Which lines in the listing below contain the string "black"? Copy each one, treating uppercase and lowercase as different.

+ + +

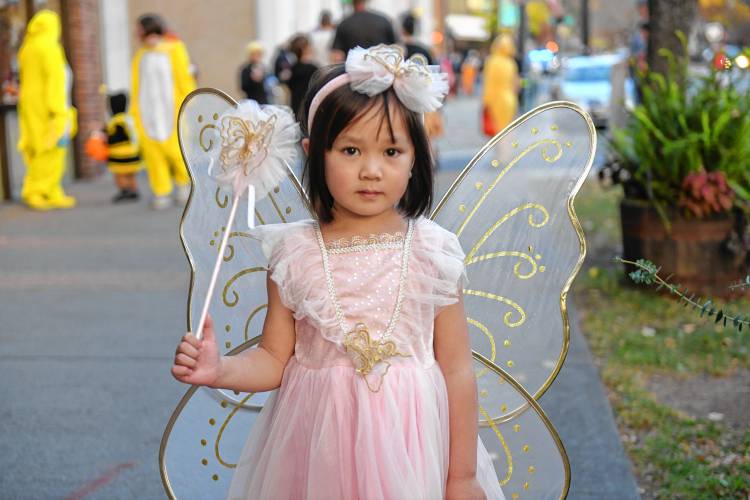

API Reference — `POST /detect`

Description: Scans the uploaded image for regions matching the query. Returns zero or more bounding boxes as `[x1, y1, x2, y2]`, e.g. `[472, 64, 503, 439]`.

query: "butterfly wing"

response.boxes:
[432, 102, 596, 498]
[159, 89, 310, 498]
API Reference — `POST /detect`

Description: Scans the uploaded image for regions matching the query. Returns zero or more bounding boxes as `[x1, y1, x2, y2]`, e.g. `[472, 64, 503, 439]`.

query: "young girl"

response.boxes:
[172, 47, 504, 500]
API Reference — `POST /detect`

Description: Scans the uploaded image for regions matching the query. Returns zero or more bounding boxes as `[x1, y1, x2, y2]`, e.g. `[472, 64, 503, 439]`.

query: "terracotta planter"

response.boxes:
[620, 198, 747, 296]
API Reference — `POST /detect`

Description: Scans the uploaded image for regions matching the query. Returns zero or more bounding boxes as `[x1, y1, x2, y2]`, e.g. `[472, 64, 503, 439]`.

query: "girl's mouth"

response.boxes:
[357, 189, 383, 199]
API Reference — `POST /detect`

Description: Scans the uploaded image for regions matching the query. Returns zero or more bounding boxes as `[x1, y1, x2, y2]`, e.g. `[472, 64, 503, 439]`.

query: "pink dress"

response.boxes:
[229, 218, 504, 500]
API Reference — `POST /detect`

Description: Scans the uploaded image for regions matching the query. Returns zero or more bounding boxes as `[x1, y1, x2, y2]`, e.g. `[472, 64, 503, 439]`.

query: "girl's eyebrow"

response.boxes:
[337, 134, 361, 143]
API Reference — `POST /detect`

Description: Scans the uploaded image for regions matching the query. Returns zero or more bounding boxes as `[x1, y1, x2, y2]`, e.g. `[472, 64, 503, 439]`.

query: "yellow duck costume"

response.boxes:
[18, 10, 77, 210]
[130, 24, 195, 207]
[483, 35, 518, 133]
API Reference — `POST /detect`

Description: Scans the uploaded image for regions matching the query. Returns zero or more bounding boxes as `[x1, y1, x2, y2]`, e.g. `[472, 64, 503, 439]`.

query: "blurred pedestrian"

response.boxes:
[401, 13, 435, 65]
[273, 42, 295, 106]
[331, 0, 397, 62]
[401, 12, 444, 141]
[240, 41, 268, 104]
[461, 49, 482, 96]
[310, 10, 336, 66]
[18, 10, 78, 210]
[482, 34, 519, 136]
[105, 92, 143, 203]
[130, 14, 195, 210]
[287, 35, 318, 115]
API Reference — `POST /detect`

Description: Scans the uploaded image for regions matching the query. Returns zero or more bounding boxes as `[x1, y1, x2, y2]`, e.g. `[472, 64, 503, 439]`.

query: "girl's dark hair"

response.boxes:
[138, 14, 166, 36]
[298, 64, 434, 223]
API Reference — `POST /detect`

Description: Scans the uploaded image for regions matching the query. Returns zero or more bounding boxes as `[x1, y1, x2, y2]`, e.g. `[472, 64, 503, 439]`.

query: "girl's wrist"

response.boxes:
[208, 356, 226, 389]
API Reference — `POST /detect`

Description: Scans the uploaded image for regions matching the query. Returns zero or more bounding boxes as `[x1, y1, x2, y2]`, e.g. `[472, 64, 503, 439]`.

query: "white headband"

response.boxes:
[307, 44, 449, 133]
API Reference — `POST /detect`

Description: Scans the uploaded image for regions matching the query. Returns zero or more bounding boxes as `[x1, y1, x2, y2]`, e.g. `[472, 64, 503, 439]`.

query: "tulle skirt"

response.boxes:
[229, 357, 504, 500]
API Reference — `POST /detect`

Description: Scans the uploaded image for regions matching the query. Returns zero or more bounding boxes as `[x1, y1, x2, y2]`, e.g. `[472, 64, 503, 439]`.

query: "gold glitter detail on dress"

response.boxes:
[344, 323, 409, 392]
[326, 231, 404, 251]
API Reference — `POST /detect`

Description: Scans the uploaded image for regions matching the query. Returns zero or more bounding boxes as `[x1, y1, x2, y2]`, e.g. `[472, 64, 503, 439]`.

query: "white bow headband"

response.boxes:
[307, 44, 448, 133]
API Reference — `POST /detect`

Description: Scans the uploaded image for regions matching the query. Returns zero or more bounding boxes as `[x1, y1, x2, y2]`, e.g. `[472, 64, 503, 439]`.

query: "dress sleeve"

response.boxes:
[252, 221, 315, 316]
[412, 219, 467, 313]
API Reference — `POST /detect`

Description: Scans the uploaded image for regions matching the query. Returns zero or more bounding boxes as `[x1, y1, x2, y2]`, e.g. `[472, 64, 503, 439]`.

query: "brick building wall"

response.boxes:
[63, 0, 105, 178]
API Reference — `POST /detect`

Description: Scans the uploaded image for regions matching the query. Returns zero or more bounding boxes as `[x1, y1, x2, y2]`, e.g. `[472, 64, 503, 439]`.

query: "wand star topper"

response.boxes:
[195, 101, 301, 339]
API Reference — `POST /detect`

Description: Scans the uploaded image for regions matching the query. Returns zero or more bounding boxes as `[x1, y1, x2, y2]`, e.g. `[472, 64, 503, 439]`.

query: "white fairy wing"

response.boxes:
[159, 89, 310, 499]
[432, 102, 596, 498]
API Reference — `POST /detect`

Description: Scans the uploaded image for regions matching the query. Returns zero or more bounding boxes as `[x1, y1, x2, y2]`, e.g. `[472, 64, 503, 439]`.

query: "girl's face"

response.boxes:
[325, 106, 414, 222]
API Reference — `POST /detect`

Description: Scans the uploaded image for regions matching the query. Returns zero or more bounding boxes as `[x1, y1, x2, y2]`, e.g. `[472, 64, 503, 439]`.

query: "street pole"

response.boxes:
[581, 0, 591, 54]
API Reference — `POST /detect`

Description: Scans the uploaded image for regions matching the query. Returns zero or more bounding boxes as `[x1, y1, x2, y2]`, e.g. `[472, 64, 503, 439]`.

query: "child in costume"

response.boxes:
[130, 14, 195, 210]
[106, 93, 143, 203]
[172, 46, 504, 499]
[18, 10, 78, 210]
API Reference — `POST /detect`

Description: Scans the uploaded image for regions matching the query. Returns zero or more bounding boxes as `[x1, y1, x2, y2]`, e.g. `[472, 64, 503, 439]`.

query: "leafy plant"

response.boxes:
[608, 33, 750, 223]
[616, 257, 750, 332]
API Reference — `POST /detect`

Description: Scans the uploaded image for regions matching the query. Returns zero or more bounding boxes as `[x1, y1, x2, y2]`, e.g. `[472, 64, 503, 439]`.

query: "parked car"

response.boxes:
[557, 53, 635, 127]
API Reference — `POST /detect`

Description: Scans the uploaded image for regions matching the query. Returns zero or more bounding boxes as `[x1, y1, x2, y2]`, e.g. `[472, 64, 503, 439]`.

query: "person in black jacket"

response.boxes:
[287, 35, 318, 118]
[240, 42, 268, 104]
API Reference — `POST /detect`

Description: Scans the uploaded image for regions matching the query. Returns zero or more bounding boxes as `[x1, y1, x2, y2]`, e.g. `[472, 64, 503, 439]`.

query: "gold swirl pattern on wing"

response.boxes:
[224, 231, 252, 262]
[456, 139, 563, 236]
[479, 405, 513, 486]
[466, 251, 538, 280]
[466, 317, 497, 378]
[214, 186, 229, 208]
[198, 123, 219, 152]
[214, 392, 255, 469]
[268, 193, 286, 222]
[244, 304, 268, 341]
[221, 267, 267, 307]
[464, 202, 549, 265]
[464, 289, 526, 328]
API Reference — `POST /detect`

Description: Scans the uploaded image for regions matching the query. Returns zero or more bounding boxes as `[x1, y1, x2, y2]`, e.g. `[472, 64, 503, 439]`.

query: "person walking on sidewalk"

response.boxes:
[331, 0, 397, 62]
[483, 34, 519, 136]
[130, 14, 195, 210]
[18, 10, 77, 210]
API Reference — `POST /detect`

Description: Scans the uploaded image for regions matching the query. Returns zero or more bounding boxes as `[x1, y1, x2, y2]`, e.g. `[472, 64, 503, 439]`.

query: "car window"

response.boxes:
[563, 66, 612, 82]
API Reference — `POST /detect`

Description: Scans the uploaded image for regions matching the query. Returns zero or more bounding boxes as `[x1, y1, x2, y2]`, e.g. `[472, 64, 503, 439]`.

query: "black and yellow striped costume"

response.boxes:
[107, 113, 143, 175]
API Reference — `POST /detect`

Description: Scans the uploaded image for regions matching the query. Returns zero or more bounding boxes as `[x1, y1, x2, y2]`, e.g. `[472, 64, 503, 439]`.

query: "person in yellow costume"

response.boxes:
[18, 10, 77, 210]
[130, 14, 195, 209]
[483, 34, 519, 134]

+ + +

The output:
query: "person in black jacket"
query: "black and yellow striped costume"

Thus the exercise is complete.